— Task to carry out —
Convert the records into a JSON list of strings with one string per line, leaving out blank lines. Take only the lines starting with the one containing "Look at the photo above. For each instance of the ornate" and going on through the one containing "Look at the photo above. For each instance of the street", both included.

— Entries provided —

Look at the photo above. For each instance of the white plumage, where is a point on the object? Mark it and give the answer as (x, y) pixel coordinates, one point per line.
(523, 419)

---

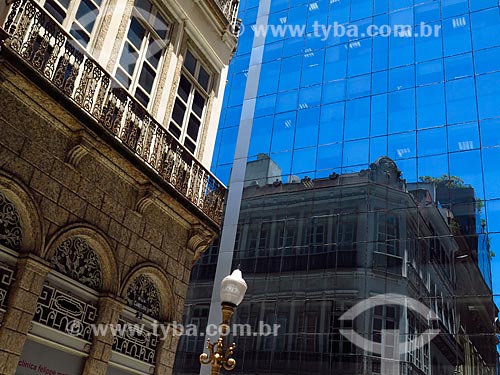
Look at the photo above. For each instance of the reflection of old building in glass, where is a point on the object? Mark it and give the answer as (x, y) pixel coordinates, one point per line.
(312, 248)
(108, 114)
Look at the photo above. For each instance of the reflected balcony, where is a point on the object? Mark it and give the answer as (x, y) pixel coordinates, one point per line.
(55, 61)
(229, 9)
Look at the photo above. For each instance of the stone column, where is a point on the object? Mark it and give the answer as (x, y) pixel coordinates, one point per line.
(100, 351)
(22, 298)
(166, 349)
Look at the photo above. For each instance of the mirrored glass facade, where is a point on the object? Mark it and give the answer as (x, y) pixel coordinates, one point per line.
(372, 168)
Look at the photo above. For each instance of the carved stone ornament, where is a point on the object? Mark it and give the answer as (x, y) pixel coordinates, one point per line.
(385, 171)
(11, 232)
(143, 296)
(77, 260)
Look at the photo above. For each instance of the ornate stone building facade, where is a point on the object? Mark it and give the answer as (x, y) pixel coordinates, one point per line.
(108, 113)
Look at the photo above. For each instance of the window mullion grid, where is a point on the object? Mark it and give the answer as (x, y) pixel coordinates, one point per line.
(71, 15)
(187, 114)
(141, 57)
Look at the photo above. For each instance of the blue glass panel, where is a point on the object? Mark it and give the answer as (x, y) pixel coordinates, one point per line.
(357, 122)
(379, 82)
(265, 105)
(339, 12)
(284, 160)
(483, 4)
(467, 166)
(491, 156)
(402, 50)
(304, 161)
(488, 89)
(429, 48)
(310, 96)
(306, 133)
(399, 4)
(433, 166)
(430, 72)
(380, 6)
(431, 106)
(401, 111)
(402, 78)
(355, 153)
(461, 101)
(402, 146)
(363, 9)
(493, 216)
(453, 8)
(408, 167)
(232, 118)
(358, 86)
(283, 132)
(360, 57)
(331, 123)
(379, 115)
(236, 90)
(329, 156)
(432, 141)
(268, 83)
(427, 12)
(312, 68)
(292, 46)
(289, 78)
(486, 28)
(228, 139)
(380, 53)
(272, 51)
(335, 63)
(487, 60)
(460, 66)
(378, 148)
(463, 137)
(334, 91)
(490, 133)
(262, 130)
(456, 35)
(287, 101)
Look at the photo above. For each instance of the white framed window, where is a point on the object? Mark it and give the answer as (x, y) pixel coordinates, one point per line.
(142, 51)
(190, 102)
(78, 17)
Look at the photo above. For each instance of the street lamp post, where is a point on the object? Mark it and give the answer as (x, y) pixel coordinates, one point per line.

— Answer below —
[
  "Look at the photo above. For each instance of the ornate stone building facade, where is a point on the object? Mark it and give the answer as (x, y) pixel coordinates, one point per line.",
  "(108, 113)",
  "Look at the photo above. For each instance of the window mullion grid, where is a point on the object? Mark it and give the answer as (x, y) pixel coordinates, one point per line.",
  "(71, 15)",
  "(187, 114)",
  "(141, 57)",
  "Look at the photo above. For each instance of the blue glass panel, where is a point on the object? Mark it and give the answer as (x, y) pixel coordinates, one point per line.",
  "(357, 122)",
  "(379, 82)",
  "(265, 105)",
  "(339, 12)",
  "(284, 160)",
  "(483, 4)",
  "(467, 166)",
  "(491, 156)",
  "(402, 50)",
  "(304, 161)",
  "(488, 89)",
  "(429, 48)",
  "(310, 96)",
  "(306, 133)",
  "(399, 4)",
  "(433, 166)",
  "(430, 72)",
  "(380, 6)",
  "(431, 106)",
  "(401, 111)",
  "(402, 78)",
  "(355, 153)",
  "(461, 101)",
  "(402, 146)",
  "(363, 9)",
  "(493, 216)",
  "(453, 8)",
  "(408, 167)",
  "(232, 118)",
  "(358, 86)",
  "(283, 132)",
  "(360, 57)",
  "(331, 123)",
  "(379, 115)",
  "(236, 90)",
  "(329, 156)",
  "(432, 141)",
  "(268, 83)",
  "(427, 12)",
  "(312, 68)",
  "(292, 46)",
  "(289, 78)",
  "(486, 28)",
  "(228, 139)",
  "(380, 53)",
  "(272, 51)",
  "(335, 63)",
  "(487, 60)",
  "(460, 66)",
  "(378, 148)",
  "(463, 137)",
  "(334, 91)",
  "(490, 133)",
  "(262, 130)",
  "(456, 35)",
  "(287, 101)",
  "Look at the photo above. For each instance of the white framed window, where is a point on the object? Mark it and give the answer as (x, y) pixel coordinates, one point per line.",
  "(142, 51)",
  "(190, 102)",
  "(78, 17)",
  "Look at the photo above. For each instance of the street lamp post, where is a point on the object? Mark it and give the answer as (x, y) pixel coordinates, one point per line."
]